Way back when (May 20, 2011, to be precise), I gave up my Professional Activity day and instead of marking in preparation for report cards, I took my school's Graphic Novel Club to visit Borden Business and Technical Institute. Dr. Peggy MacInnis (person on the left in my photograph) is the teacher-librarian at Borden. She and I participated in a study by Dr. Elizabeth Lee from Queens University (person in the middle in my photo) on graphic novel processing vs traditional novel processing. My school club was the elementary school study rep and Peggy's group was the secondary school study rep. We said we wanted to get our groups together to meet one day, and we were finally able to arrange a gathering.
My students thought they had died and gone to manga heaven. See the shelves behind us? Those are all manga, and that's just a small selection of Borden's massive collection. The Borden GNC (Graphic Novel Club) did a wonderful job of welcoming my club. Despite being two very different groups (elementary vs secondary, mostly female vs mostly male, university-graduate "leanings" vs skills and trades "leanings"), my students overcame their shyness because they were able to "talk comics" with this enthusiastic and eager bunch of students. Borden's principal paid for the pizza lunch. Dr. Lee brought cookies. The students planned all sorts of activities like "name that manga character" and sketching in the manga style. There was even a comic book sale in the school of which my students took full advantage.
A little "foot-in-mouth disease" on my part made me once again see the possibilities of a learning commons and notice the differences between elementary schools and high schools. When the adults were making their final comments to the students, I said I wanted to acknowledge the person they called "The Big Boss", Dr. MacInnis. All the high school students laughed at me - "Big Boss" wasn't their teacher-librarian; it was Candace, one of the student members of the club. I was a little embarrassed by my slip-up and talked/apologized to Peggy afterwards.
"All I do is buy the books" Peggy said. "They do everything else. They run the meetings. They choose which books I buy. They do it all. Sometimes it takes them a long time, because of the types of kids I have here. It took them a half an hour to figure out the seating plan for lunch. I let them do it."

#### [MATERIAL SUPPLIED]
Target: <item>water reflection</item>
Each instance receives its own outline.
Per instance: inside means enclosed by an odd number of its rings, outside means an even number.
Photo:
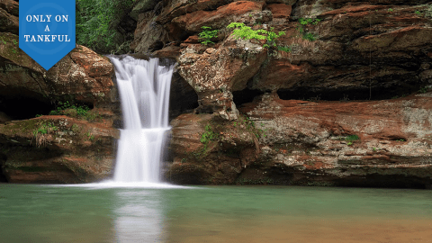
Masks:
[[[419,190],[12,184],[0,242],[428,242],[430,202]]]
[[[116,242],[164,242],[164,213],[158,190],[117,192],[113,210]]]

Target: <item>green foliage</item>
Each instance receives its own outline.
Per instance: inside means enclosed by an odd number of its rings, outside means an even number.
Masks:
[[[234,29],[232,35],[237,39],[243,40],[266,40],[266,43],[263,45],[264,48],[277,47],[276,40],[279,37],[285,35],[284,32],[274,32],[274,28],[271,28],[270,32],[264,29],[252,30],[251,27],[246,26],[243,22],[231,22],[227,28]]]
[[[300,18],[296,29],[301,33],[302,39],[314,41],[317,40],[318,36],[314,33],[306,32],[303,26],[308,24],[317,25],[320,21],[320,19]]]
[[[214,42],[212,41],[212,39],[218,38],[219,30],[212,31],[212,27],[209,26],[202,26],[201,28],[202,29],[202,32],[198,34],[201,43],[203,45],[207,45],[209,43],[214,44]]]
[[[76,43],[108,53],[118,48],[115,26],[135,0],[76,0]]]
[[[48,136],[45,136],[45,135],[58,130],[58,128],[54,126],[54,124],[51,122],[49,122],[49,123],[42,122],[40,124],[38,128],[36,128],[33,130],[33,139],[32,140],[32,141],[34,140],[38,147],[40,147],[40,145],[43,146],[47,144],[50,138],[50,135]]]
[[[315,41],[318,39],[318,36],[314,33],[303,33],[302,38],[310,41]]]
[[[57,110],[51,111],[50,112],[50,115],[68,115],[72,117],[80,117],[80,118],[85,118],[86,120],[94,120],[95,118],[95,114],[94,113],[89,113],[88,111],[90,108],[88,106],[84,105],[84,104],[70,104],[68,101],[62,103],[58,102],[58,106],[57,107]]]
[[[291,52],[292,50],[292,47],[279,46],[279,47],[277,47],[277,50],[282,50],[282,51],[285,51],[285,52]]]
[[[211,140],[219,140],[219,134],[213,131],[213,129],[211,125],[206,125],[204,128],[205,131],[201,135],[200,141],[204,145],[207,145]]]
[[[54,124],[51,122],[42,123],[40,124],[40,127],[38,127],[36,130],[33,130],[33,135],[36,136],[38,133],[47,134],[47,133],[50,133],[50,131],[54,131],[58,130],[58,128],[54,126]]]
[[[317,25],[320,21],[321,21],[320,19],[310,19],[310,18],[306,18],[306,19],[300,18],[299,19],[299,22],[302,25],[306,25],[306,24],[309,24],[309,23],[311,23],[313,25]]]

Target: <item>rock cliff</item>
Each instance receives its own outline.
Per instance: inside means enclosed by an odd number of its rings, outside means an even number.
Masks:
[[[0,181],[106,178],[120,120],[112,65],[77,45],[46,71],[19,49],[17,16],[17,2],[0,1]],[[92,109],[77,114],[63,105],[63,115],[48,115],[66,102]]]
[[[168,180],[430,187],[428,1],[166,0],[138,21],[132,49],[176,58],[198,95]],[[266,48],[234,22],[285,34]]]

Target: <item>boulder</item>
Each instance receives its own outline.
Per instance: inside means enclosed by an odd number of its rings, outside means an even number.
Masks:
[[[76,184],[112,176],[112,122],[42,116],[0,124],[0,171],[9,183]]]
[[[77,45],[47,71],[18,48],[18,36],[4,32],[0,39],[2,97],[68,97],[95,106],[111,99],[113,67],[108,58]]]
[[[239,109],[248,118],[181,115],[172,122],[175,159],[166,177],[186,184],[428,187],[431,99],[313,103],[266,94]],[[205,141],[209,132],[215,135]]]

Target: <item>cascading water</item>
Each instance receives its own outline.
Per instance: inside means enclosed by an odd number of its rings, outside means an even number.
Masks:
[[[115,67],[123,130],[118,144],[115,183],[158,183],[168,126],[174,67],[127,56],[110,57]]]

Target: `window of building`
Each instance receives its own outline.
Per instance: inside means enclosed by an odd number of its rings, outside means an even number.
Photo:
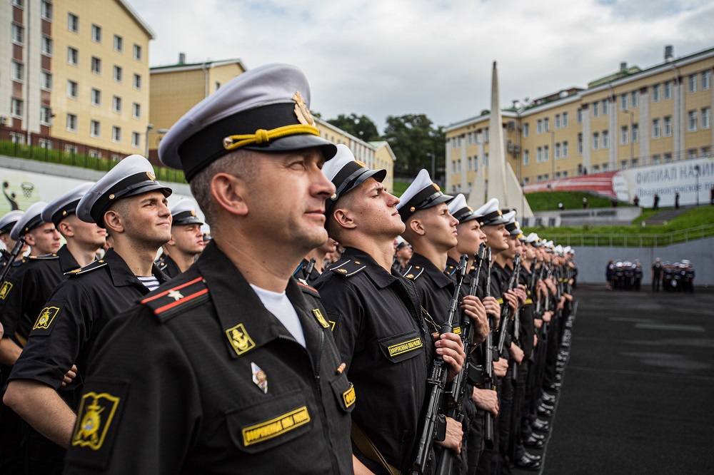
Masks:
[[[121,143],[121,128],[114,126],[111,128],[111,141],[116,143]]]
[[[111,98],[111,110],[114,112],[121,112],[121,98],[114,96]]]
[[[79,33],[79,17],[74,14],[67,14],[67,29],[74,33]]]
[[[687,78],[687,92],[697,92],[696,74],[690,74]]]
[[[25,80],[25,65],[17,61],[10,61],[10,77],[13,81]]]
[[[664,118],[664,136],[669,137],[672,135],[672,116],[667,116]]]
[[[91,90],[91,105],[101,106],[101,91],[94,88]]]
[[[70,132],[77,131],[77,116],[74,114],[67,114],[67,130]]]
[[[40,87],[45,91],[52,91],[52,73],[46,71],[40,73]]]
[[[652,120],[652,138],[659,138],[660,136],[662,135],[662,125],[660,119],[653,119]]]
[[[67,97],[72,99],[79,97],[79,85],[71,80],[67,81]]]
[[[13,43],[16,43],[17,44],[24,44],[25,29],[16,23],[11,23],[10,39]]]
[[[101,26],[97,25],[91,26],[91,41],[96,43],[101,43]]]
[[[10,115],[13,117],[22,118],[22,99],[12,98],[10,99]]]
[[[71,66],[79,64],[79,51],[71,46],[67,47],[67,63]]]
[[[687,113],[687,131],[694,132],[697,130],[697,111],[690,111]]]
[[[54,49],[53,48],[52,39],[43,36],[41,40],[40,48],[42,54],[46,56],[51,56]]]
[[[43,126],[52,125],[52,109],[45,106],[40,106],[40,123]],[[40,146],[42,146],[41,144],[40,144]],[[46,147],[44,148],[46,148]]]
[[[672,81],[665,81],[665,84],[664,84],[664,88],[663,88],[663,92],[664,93],[663,96],[664,96],[664,98],[665,99],[671,99],[672,98]]]
[[[96,56],[91,57],[91,72],[101,74],[101,60]]]

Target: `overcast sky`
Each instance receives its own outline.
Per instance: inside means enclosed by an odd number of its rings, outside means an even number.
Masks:
[[[128,0],[154,29],[151,66],[240,58],[299,66],[332,118],[426,113],[436,123],[714,46],[707,0]]]

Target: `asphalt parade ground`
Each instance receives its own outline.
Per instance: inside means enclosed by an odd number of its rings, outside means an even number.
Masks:
[[[714,473],[714,290],[575,296],[540,473]]]

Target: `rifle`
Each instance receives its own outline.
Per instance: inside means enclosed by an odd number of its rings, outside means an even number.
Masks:
[[[483,255],[486,253],[486,245],[481,243],[478,247],[478,253],[473,255],[474,262],[476,265],[476,277],[471,280],[471,284],[468,287],[468,295],[476,295],[476,287],[478,285],[478,277],[481,272],[481,262],[483,262]],[[463,421],[463,414],[461,412],[463,398],[466,395],[466,382],[469,370],[468,354],[471,353],[471,342],[473,341],[473,324],[471,319],[466,315],[463,315],[461,321],[461,341],[463,342],[463,350],[466,353],[466,359],[463,362],[461,371],[456,375],[456,377],[451,382],[451,402],[449,404],[448,410],[446,412],[446,417],[461,422]],[[453,454],[451,450],[445,450],[441,454],[441,459],[439,460],[439,465],[436,469],[436,475],[448,475],[453,469]]]
[[[17,256],[20,255],[20,251],[22,250],[23,246],[25,245],[25,235],[23,235],[20,236],[18,240],[15,242],[15,245],[12,247],[12,250],[9,252],[6,250],[2,250],[2,255],[7,260],[7,262],[3,266],[2,271],[0,272],[0,288],[5,283],[7,280],[7,275],[10,273],[10,269],[12,268],[12,264],[15,262],[15,259]]]
[[[486,260],[488,261],[488,272],[486,273],[486,297],[491,297],[491,265],[493,264],[491,260],[491,247],[486,252]],[[486,356],[483,366],[486,374],[483,378],[483,389],[496,391],[496,378],[493,377],[493,317],[488,314],[486,314],[486,317],[488,319],[488,334],[486,335],[485,342]],[[487,449],[493,448],[493,416],[488,411],[483,414],[483,443]]]
[[[453,295],[449,302],[446,321],[441,325],[439,334],[451,333],[453,330],[453,317],[458,305],[458,297],[461,291],[461,284],[463,283],[463,276],[466,273],[466,262],[468,260],[468,256],[466,254],[461,255],[461,260],[458,262],[458,269],[457,269],[456,286],[454,287]],[[427,384],[431,387],[431,393],[426,406],[424,424],[417,446],[416,458],[412,465],[413,474],[424,473],[434,441],[441,441],[446,437],[446,417],[444,414],[439,414],[439,408],[441,406],[441,399],[446,387],[448,373],[448,370],[443,362],[443,358],[441,355],[437,354],[431,365],[431,376],[426,380]]]

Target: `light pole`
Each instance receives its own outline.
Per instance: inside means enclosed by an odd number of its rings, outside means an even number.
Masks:
[[[154,129],[154,124],[148,123],[146,124],[146,134],[144,138],[144,156],[148,160],[149,159],[149,133],[166,133],[169,131],[168,128],[159,128],[156,131]]]

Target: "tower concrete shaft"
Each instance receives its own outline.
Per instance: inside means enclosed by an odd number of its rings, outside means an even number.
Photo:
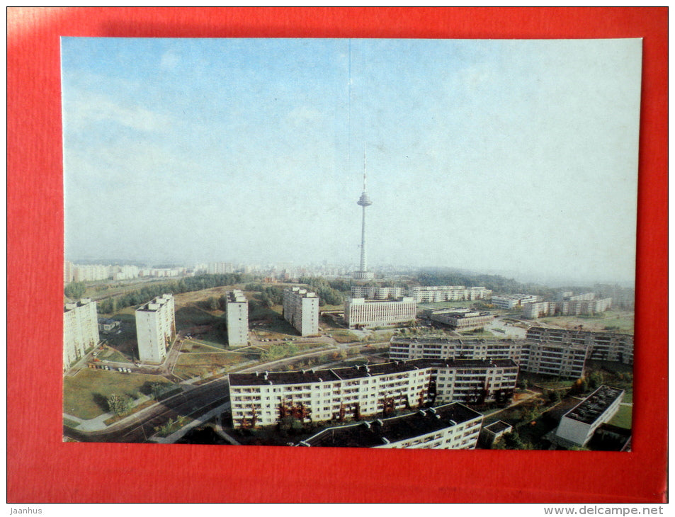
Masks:
[[[361,280],[368,280],[373,278],[374,274],[368,271],[368,261],[365,253],[365,207],[370,206],[373,201],[368,197],[367,188],[365,186],[365,152],[363,152],[363,192],[361,197],[356,202],[357,205],[363,207],[361,219],[361,266],[358,271],[354,273],[354,278]]]

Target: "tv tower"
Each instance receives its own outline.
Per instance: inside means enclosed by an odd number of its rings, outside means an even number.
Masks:
[[[373,201],[368,197],[365,187],[365,149],[363,149],[363,192],[361,197],[356,202],[357,205],[363,207],[363,218],[361,220],[361,261],[358,271],[354,271],[355,280],[370,280],[375,277],[375,273],[368,271],[368,263],[365,256],[365,207],[370,206]]]

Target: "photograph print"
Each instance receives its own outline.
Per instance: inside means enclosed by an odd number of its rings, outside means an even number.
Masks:
[[[630,450],[641,67],[62,38],[64,441]]]

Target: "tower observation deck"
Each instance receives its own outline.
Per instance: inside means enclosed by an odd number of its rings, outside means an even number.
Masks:
[[[362,207],[363,215],[361,219],[361,265],[358,271],[354,271],[353,277],[355,280],[370,280],[375,277],[375,273],[368,271],[368,262],[365,254],[365,207],[370,206],[373,201],[368,197],[367,188],[365,186],[365,152],[363,152],[363,192],[361,197],[356,202],[357,205]]]

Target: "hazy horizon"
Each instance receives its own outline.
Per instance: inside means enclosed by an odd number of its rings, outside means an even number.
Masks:
[[[62,42],[67,257],[634,283],[640,40]]]

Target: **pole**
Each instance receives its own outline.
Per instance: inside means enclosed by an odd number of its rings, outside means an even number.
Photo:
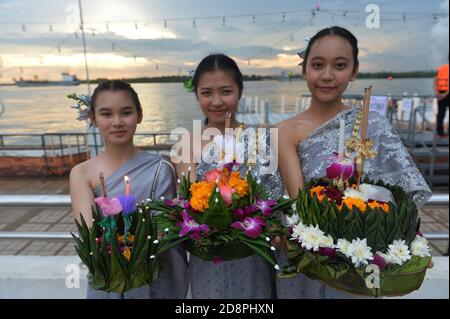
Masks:
[[[91,95],[91,84],[89,81],[89,67],[88,67],[88,63],[87,63],[86,37],[84,35],[83,9],[81,7],[81,0],[78,0],[78,6],[80,8],[80,30],[81,30],[81,37],[83,39],[84,65],[86,67],[86,83],[88,85],[88,94],[90,96]]]

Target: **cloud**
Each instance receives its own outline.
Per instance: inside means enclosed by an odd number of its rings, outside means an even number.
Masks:
[[[437,66],[448,63],[448,28],[449,28],[449,2],[447,0],[442,1],[439,5],[440,13],[447,14],[446,17],[438,17],[438,20],[431,29],[431,38],[433,40],[430,47],[430,60],[434,68]]]

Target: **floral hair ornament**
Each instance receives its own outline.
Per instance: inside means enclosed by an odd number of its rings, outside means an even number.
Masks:
[[[305,38],[305,47],[299,53],[297,53],[298,56],[300,57],[300,59],[302,59],[302,62],[300,62],[298,64],[298,66],[301,66],[303,64],[303,62],[305,61],[305,54],[306,54],[306,49],[308,48],[309,41],[311,41],[311,38],[306,37]]]

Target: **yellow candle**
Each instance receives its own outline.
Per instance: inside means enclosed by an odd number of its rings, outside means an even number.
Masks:
[[[130,179],[126,175],[124,176],[123,179],[125,180],[125,196],[128,196],[130,195],[130,188],[131,188]]]
[[[105,175],[103,175],[103,172],[100,172],[100,185],[102,186],[103,197],[108,197],[108,194],[106,193]]]

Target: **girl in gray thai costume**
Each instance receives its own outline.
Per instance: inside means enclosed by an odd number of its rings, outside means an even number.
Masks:
[[[283,141],[278,152],[280,171],[291,198],[305,182],[326,176],[331,155],[338,151],[340,121],[345,121],[345,138],[350,138],[361,110],[342,102],[344,91],[358,73],[358,46],[353,34],[340,27],[324,29],[311,38],[303,58],[311,105],[278,125]],[[388,119],[371,112],[367,136],[378,155],[365,161],[365,176],[403,187],[419,208],[423,206],[431,196],[430,188]],[[277,283],[278,298],[355,298],[303,275]]]
[[[203,59],[197,67],[192,85],[200,107],[206,116],[206,126],[200,132],[200,136],[205,134],[208,139],[211,135],[223,136],[226,127],[241,128],[245,132],[255,129],[245,127],[235,119],[234,114],[242,95],[243,80],[238,66],[231,58],[222,54],[214,54]],[[249,154],[249,149],[255,147],[257,141],[264,140],[264,137],[256,139],[250,136],[249,138],[249,135],[252,134],[244,133],[240,137],[235,135],[240,142],[243,142],[240,145],[245,145],[244,149],[238,150],[237,153],[242,151],[242,153]],[[195,136],[195,132],[192,136]],[[207,147],[207,144],[212,145],[209,140],[196,140],[191,137],[191,134],[185,137],[187,141],[190,141],[192,145],[190,150],[192,151],[187,160],[176,161],[176,169],[180,179],[190,170],[191,180],[195,181],[197,177],[202,178],[207,171],[220,165],[220,161],[217,158],[214,160],[214,152],[211,152],[213,148]],[[198,143],[199,147],[194,147],[195,143]],[[252,164],[251,172],[262,185],[271,190],[269,193],[273,194],[272,191],[281,188],[282,184],[279,180],[270,180],[271,184],[267,183],[266,177],[262,174],[261,156],[257,156],[256,159]],[[175,162],[173,157],[172,160]],[[246,162],[245,159],[242,162]],[[241,176],[245,176],[250,165],[248,161],[242,162],[233,170],[239,170]],[[264,164],[266,169],[270,170],[270,163]],[[276,167],[275,163],[275,169]],[[265,299],[275,296],[275,270],[259,255],[221,263],[207,262],[190,255],[189,278],[193,298]]]
[[[142,121],[142,107],[136,92],[128,83],[106,81],[99,84],[92,95],[90,119],[100,130],[106,148],[99,156],[75,166],[70,173],[70,195],[77,220],[82,214],[87,223],[92,223],[91,206],[94,198],[102,195],[100,173],[106,178],[106,190],[110,196],[123,194],[124,176],[128,176],[137,201],[161,196],[175,197],[175,171],[170,162],[144,152],[133,144],[137,124]],[[164,270],[151,285],[123,294],[88,287],[87,298],[185,298],[185,251],[172,249],[162,259]]]

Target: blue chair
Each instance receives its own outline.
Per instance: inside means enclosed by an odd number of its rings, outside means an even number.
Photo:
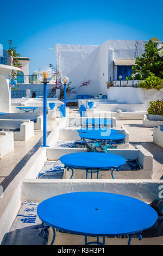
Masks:
[[[54,108],[55,106],[55,103],[54,103],[54,102],[49,102],[49,108],[51,108],[51,109],[54,109]]]
[[[83,95],[82,94],[77,94],[77,98],[78,100],[80,100],[81,99],[83,99]]]
[[[65,105],[61,104],[59,108],[60,117],[65,117]]]
[[[83,95],[83,99],[88,99],[89,97],[89,95],[87,94],[85,94],[84,95]]]
[[[92,108],[92,107],[94,105],[94,102],[93,101],[89,101],[87,102],[87,105],[90,107],[90,108]]]

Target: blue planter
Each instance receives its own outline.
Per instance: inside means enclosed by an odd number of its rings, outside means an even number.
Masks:
[[[83,96],[83,99],[88,99],[89,97],[89,95],[88,95],[87,94],[85,94]]]
[[[60,117],[65,117],[65,105],[64,104],[61,104],[59,108],[60,114]]]
[[[92,107],[94,105],[94,102],[93,101],[89,101],[87,102],[87,105],[90,107],[90,108],[92,108]]]
[[[55,105],[55,103],[54,103],[54,102],[49,103],[49,106],[51,109],[54,109]]]
[[[85,107],[84,104],[82,104],[79,108],[79,113],[80,113],[80,117],[85,117],[86,112],[86,108]]]
[[[82,94],[77,94],[77,98],[79,100],[80,99],[83,99],[83,95]]]

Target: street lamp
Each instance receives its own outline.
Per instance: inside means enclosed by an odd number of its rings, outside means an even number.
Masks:
[[[12,41],[11,40],[8,40],[8,41],[9,41],[9,45],[10,46],[10,50],[11,48],[11,45],[12,44]]]
[[[49,147],[46,145],[47,130],[47,84],[53,78],[53,71],[47,66],[40,68],[37,71],[39,80],[43,83],[43,145],[42,147]]]
[[[65,100],[65,107],[64,107],[64,117],[66,117],[66,84],[69,83],[69,78],[67,76],[63,76],[61,79],[61,82],[64,84],[64,100]]]
[[[121,79],[122,78],[122,76],[120,75],[119,76],[119,78],[120,79],[120,86],[121,86]]]
[[[133,74],[131,75],[131,77],[133,77],[133,87],[134,87],[134,78],[135,77],[135,75],[134,74]]]

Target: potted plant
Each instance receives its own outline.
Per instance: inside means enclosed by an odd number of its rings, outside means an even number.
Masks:
[[[112,83],[112,82],[106,82],[106,86],[107,86],[107,88],[108,89],[109,89],[109,87],[110,87],[111,86],[113,86],[113,84]]]
[[[163,99],[155,101],[149,102],[150,107],[148,108],[148,119],[163,121]]]
[[[99,97],[99,99],[102,99],[102,98],[103,97],[103,95],[102,95],[102,93],[99,93],[99,94],[98,94],[98,97]]]

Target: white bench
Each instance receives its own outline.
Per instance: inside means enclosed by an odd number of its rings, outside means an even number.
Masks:
[[[163,148],[163,125],[154,127],[153,130],[153,142]]]
[[[0,120],[4,119],[4,117],[0,115]],[[34,123],[34,129],[41,131],[43,129],[43,115],[40,113],[8,113],[5,115],[5,119],[36,120],[36,121]]]
[[[14,131],[14,141],[28,141],[34,136],[34,123],[30,120],[0,120],[0,129],[20,129],[20,131]]]

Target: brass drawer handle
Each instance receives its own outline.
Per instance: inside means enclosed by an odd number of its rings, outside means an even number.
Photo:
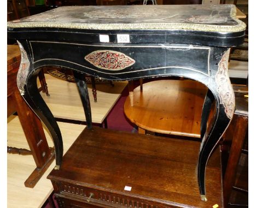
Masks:
[[[92,197],[94,197],[94,193],[90,193],[90,197],[89,197],[89,198],[87,199],[87,201],[88,201],[88,202],[91,201],[91,198]]]

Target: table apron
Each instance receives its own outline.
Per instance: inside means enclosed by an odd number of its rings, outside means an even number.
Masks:
[[[31,41],[34,69],[58,65],[107,79],[210,75],[212,48],[186,44],[82,44]]]

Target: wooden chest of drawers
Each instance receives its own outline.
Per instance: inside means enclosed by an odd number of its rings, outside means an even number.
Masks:
[[[53,170],[48,179],[60,207],[211,207],[216,204],[222,207],[218,149],[206,170],[208,201],[200,199],[200,145],[85,129],[64,156],[60,169]]]

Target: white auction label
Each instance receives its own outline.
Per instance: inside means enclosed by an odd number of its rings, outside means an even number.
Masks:
[[[118,34],[118,42],[130,42],[130,35],[126,34]]]
[[[109,42],[109,36],[108,35],[100,35],[100,41]]]
[[[124,189],[125,191],[131,191],[131,186],[125,186]]]

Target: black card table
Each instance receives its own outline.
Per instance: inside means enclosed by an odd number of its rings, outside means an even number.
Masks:
[[[89,129],[84,74],[113,81],[183,76],[207,87],[197,165],[201,197],[206,200],[206,166],[235,109],[228,74],[230,48],[243,43],[245,28],[234,5],[63,7],[8,22],[8,36],[20,46],[18,88],[51,134],[56,169],[61,168],[62,139],[37,90],[42,66],[73,70]],[[215,114],[207,126],[214,100]]]

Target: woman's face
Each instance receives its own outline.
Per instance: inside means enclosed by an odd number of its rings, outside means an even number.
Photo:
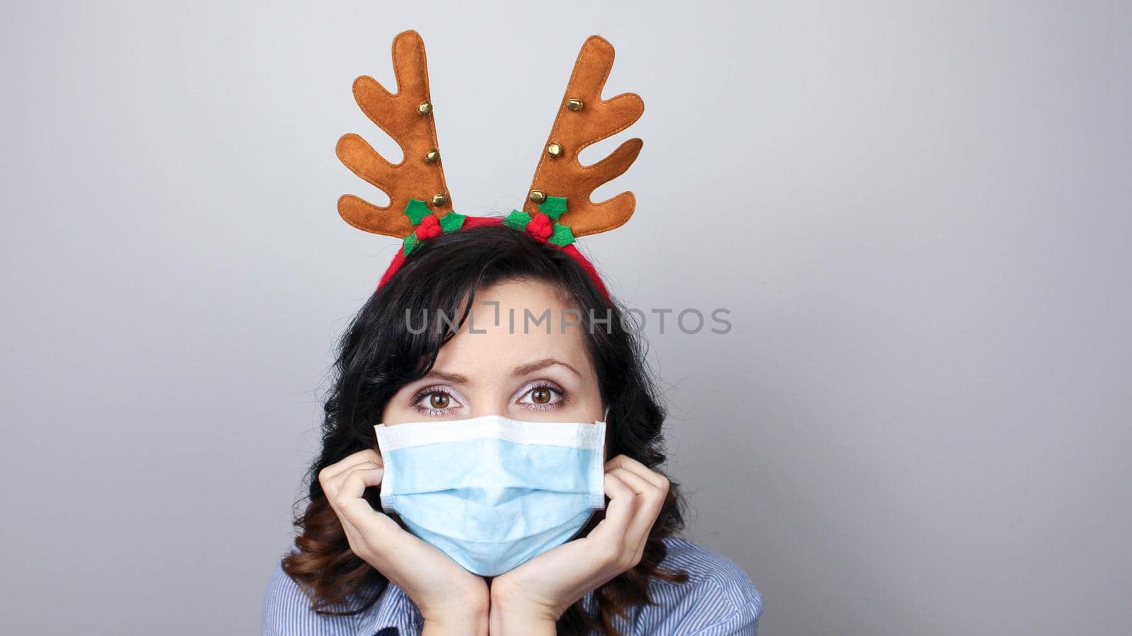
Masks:
[[[548,309],[549,333],[543,317]],[[492,414],[542,422],[602,419],[582,316],[559,299],[555,287],[538,281],[484,287],[477,293],[471,315],[440,349],[432,371],[389,399],[381,422],[394,426]],[[430,326],[435,319],[430,313]],[[419,328],[421,318],[413,320]]]

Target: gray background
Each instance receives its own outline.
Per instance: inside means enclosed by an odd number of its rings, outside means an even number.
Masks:
[[[396,241],[334,156],[417,28],[457,209],[521,204],[585,36],[688,536],[763,634],[1127,634],[1127,2],[25,2],[2,24],[7,634],[251,634]]]

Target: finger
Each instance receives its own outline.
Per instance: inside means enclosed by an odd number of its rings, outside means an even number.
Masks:
[[[353,466],[354,464],[360,464],[362,462],[374,462],[375,464],[381,464],[383,463],[381,462],[381,455],[378,454],[377,450],[375,450],[372,448],[367,448],[365,450],[359,450],[359,452],[357,452],[357,453],[354,453],[352,455],[346,455],[344,458],[340,459],[338,462],[336,462],[334,464],[331,464],[329,466],[326,466],[325,469],[323,469],[323,471],[320,473],[318,473],[318,481],[323,481],[324,479],[331,479],[333,476],[336,476],[336,475],[341,474],[343,471],[345,471],[346,469],[349,469],[350,466]]]
[[[623,543],[629,521],[636,510],[636,492],[633,492],[632,488],[625,485],[625,482],[612,473],[606,473],[604,489],[609,497],[609,505],[606,506],[606,518],[598,522],[598,525],[590,532],[590,536],[608,538]]]
[[[636,459],[629,457],[628,455],[618,455],[612,459],[606,462],[607,471],[610,471],[616,467],[621,467],[627,471],[632,471],[641,475],[642,478],[649,480],[649,482],[651,482],[657,488],[662,488],[664,489],[666,492],[668,491],[668,479],[664,478],[664,475],[658,473],[657,471],[653,471],[649,466],[645,466],[644,464],[637,462]]]
[[[341,479],[335,480],[338,487],[335,499],[338,501],[343,499],[361,499],[361,496],[366,493],[367,487],[381,484],[381,476],[384,474],[385,469],[369,462],[350,469]]]
[[[629,521],[625,542],[633,548],[634,555],[644,553],[644,545],[649,542],[649,534],[660,508],[664,504],[664,492],[648,482],[641,475],[632,473],[625,469],[614,469],[611,474],[617,475],[636,493],[638,502],[633,518]]]
[[[372,470],[378,470],[381,471],[383,473],[385,472],[385,469],[375,464],[374,462],[362,462],[360,464],[354,464],[353,466],[350,466],[345,471],[342,471],[337,475],[331,478],[329,482],[326,485],[324,485],[323,489],[326,490],[328,487],[331,492],[333,493],[332,496],[336,497],[338,491],[342,490],[342,484],[345,483],[346,478],[350,476],[350,473],[352,473],[353,471],[372,471]],[[381,482],[378,481],[372,485],[379,485],[380,483]]]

#### [EXERCISE OBJECTIVE]
From the account of the Graphic Novel Club visit above, copy the passage starting at "Way back when" and ending at "arrange a gathering.", word for word.

#### [RESULT OF THIS TASK]
Way back when (May 20, 2011, to be precise), I gave up my Professional Activity day and instead of marking in preparation for report cards, I took my school's Graphic Novel Club to visit Borden Business and Technical Institute. Dr. Peggy MacInnis (person on the left in my photograph) is the teacher-librarian at Borden. She and I participated in a study by Dr. Elizabeth Lee from Queens University (person in the middle in my photo) on graphic novel processing vs traditional novel processing. My school club was the elementary school study rep and Peggy's group was the secondary school study rep. We said we wanted to get our groups together to meet one day, and we were finally able to arrange a gathering.